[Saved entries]
= = =
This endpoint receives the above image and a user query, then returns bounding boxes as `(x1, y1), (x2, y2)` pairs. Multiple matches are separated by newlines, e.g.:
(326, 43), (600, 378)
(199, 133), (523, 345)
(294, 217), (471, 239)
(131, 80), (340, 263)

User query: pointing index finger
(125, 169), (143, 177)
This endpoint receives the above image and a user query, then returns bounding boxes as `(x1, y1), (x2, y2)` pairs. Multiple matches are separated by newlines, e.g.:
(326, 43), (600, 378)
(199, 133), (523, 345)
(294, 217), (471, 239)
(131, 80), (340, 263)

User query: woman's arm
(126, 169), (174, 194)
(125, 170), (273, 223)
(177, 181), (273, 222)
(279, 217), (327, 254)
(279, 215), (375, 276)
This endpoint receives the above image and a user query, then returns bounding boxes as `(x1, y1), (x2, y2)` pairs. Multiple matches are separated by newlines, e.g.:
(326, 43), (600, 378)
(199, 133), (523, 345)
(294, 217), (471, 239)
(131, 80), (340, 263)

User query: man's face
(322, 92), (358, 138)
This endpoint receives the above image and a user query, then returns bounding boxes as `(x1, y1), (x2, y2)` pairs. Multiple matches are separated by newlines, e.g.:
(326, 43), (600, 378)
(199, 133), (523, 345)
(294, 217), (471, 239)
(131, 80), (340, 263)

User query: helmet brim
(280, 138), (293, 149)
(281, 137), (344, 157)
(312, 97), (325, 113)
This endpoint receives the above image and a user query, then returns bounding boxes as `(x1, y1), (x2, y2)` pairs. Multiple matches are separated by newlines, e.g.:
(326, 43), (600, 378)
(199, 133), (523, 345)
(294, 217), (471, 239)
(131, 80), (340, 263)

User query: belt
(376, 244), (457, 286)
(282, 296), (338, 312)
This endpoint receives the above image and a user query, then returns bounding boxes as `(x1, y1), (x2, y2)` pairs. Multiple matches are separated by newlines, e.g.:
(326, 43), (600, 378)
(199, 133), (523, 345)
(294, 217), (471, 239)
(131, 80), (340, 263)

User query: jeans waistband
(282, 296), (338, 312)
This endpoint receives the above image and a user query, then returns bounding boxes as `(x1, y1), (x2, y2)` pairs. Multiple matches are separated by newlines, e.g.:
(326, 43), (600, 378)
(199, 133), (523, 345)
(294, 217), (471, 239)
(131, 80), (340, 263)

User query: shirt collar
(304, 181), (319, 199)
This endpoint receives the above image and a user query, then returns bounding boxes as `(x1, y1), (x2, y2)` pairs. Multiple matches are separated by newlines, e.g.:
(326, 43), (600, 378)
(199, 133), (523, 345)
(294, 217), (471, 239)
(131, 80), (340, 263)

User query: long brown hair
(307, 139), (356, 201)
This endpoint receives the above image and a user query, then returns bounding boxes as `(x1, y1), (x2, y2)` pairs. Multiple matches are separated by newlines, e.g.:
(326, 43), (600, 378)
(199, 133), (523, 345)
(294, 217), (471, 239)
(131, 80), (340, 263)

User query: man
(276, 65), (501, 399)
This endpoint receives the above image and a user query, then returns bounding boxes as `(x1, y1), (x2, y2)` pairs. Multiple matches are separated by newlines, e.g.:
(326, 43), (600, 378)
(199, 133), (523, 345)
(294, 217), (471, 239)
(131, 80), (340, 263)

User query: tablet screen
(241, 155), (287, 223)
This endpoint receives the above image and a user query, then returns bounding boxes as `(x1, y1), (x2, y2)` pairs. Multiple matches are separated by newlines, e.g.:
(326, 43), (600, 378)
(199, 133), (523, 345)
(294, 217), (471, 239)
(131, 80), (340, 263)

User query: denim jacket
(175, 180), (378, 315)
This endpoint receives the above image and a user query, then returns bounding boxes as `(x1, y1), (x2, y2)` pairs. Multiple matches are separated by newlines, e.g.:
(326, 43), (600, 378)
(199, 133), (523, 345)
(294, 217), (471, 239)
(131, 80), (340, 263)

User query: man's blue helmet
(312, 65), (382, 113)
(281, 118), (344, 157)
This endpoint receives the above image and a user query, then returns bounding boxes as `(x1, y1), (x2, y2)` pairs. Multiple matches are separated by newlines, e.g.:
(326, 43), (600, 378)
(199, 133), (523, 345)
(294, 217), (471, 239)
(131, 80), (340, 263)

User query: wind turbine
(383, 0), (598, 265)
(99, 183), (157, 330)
= = =
PROBLEM TO SOLVE » Reproduce the data shown above exactly, including every line.

RESULT OF THE EXERCISE »
This endpoint receives the above image and a user query, then returns bounding boxes as `(x1, y1), (x2, y2)` pairs. Multiple matches are separated by newlines, e.g.:
(326, 43), (600, 378)
(199, 133), (523, 345)
(294, 217), (471, 239)
(131, 80), (340, 263)

User query: pointing index finger
(125, 169), (143, 177)
This endpoint receives the above image and a user query, then returns bounding boxes as `(x1, y1), (x2, y2)` pairs. Multiple matches are separated by newlines, e.g.:
(326, 43), (600, 378)
(199, 133), (523, 345)
(294, 217), (471, 239)
(131, 80), (340, 263)

User query: woman's arm
(126, 169), (174, 194)
(125, 170), (273, 223)
(177, 181), (273, 222)
(279, 217), (327, 254)
(279, 215), (375, 276)
This endpoint receives the above image and a user query, then returns bounding boxes as `(x1, y1), (x2, y2)` pairs. Multiple matches are separated by newlines, e.g.:
(326, 43), (600, 378)
(199, 133), (523, 345)
(294, 217), (471, 239)
(131, 80), (340, 263)

User query: man's face
(322, 92), (358, 138)
This endpoint receives the above image and a user query, then returns bounding boxes as `(x1, y1), (x2, y2)` pairs. Multiple matches are separated by newlines, e.g.:
(326, 43), (600, 378)
(199, 133), (523, 345)
(294, 217), (471, 239)
(131, 80), (340, 263)

User query: helmet brim
(280, 138), (293, 149)
(281, 137), (344, 157)
(312, 97), (325, 113)
This endpoint receives the above image and a user query, then returns bounding boxes as `(x1, y1), (x2, y2)` pairs. Multiple matches are separated by newlines, e.g.:
(326, 43), (600, 378)
(199, 133), (523, 345)
(294, 217), (471, 239)
(131, 80), (340, 263)

User query: belt
(376, 244), (457, 286)
(282, 296), (338, 312)
This endpoint receives the above image and a user query, then returns bounding boxes as `(x1, y1), (x2, y2)` pairs. Multiple matches are separated by newlines, e.g.:
(326, 43), (600, 378)
(199, 133), (523, 345)
(294, 217), (471, 239)
(131, 80), (340, 263)

User query: jeans waistband
(282, 296), (338, 312)
This endpoint receives the above image and a user query, then returns bounding boxes as `(x1, y1), (x2, y2)` pairs. Multiple matches are separated by newlines, e.g.:
(326, 43), (600, 378)
(199, 133), (523, 345)
(294, 217), (471, 239)
(131, 80), (340, 263)

User query: shirt collar
(304, 181), (319, 199)
This endpoint receives the above image and a user query, then returns bounding boxes as `(x1, y1), (x2, y2)` pairs. Multiple matches are separated by newlines, e.g.:
(326, 43), (600, 378)
(199, 133), (523, 345)
(294, 217), (471, 239)
(131, 80), (340, 263)

User query: long brown hair
(307, 139), (356, 201)
This endpoint receives the above image and a user query, then returns bounding boxes as `(x1, y1), (x2, y2)` pairs. Multiple matches are separated by newlines, e.g.:
(326, 43), (600, 378)
(199, 133), (523, 345)
(294, 217), (471, 239)
(131, 80), (340, 263)

User query: man
(276, 65), (501, 399)
This endpoint receives the above image and a user query, then returns bounding boxes as `(x1, y1), (x2, y2)` pairs. Multiple matches are separated by newlines, e.g.:
(326, 43), (600, 378)
(199, 133), (523, 345)
(294, 217), (471, 239)
(131, 80), (340, 263)

User query: tablet screen
(241, 155), (287, 223)
This endpoint receives the above image and a user query, then returns bounding boxes as `(x1, y1), (x2, y2)` pairs. Multiple matches are separated by newlines, e.g.:
(326, 43), (600, 378)
(199, 133), (523, 345)
(294, 217), (471, 239)
(131, 80), (340, 263)

User query: denim jacket
(175, 180), (378, 315)
This endpoint receives the above image and a user query, then returns bounding boxes as `(x1, y1), (x2, y2)` pairs. Multiple matches are separated by newlines, e.g.:
(326, 43), (600, 378)
(199, 133), (523, 345)
(294, 217), (471, 239)
(131, 80), (340, 263)

User query: man's blue helmet
(312, 65), (382, 113)
(281, 118), (344, 157)
This endpoint receives the above image and a user query, then returns bounding boxes as `(x1, y1), (x2, y2)` pairs. Multiple matches are separated by newlines, e.g.:
(326, 43), (600, 378)
(199, 133), (523, 345)
(294, 217), (471, 239)
(131, 80), (340, 263)

User query: wind turbine
(383, 0), (598, 265)
(99, 183), (157, 330)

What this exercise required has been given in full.